=== STATED PROBLEM ===
Replace "cabinet drawer" with "dresser drawer" in the data below and leave every other part unchanged.

[Object detection data]
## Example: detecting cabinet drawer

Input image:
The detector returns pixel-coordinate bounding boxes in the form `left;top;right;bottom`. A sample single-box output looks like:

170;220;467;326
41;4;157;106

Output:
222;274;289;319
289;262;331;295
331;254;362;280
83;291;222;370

=== RESPONSE TO THE TASK ===
## Example: detecting dresser drawer

Input image:
The detector returns pixel-coordinate bounding boxes in the form `left;top;right;bottom`. A sample single-box output looks like:

170;220;467;326
41;4;157;106

Output:
222;274;289;319
289;262;331;295
331;254;362;280
83;291;222;370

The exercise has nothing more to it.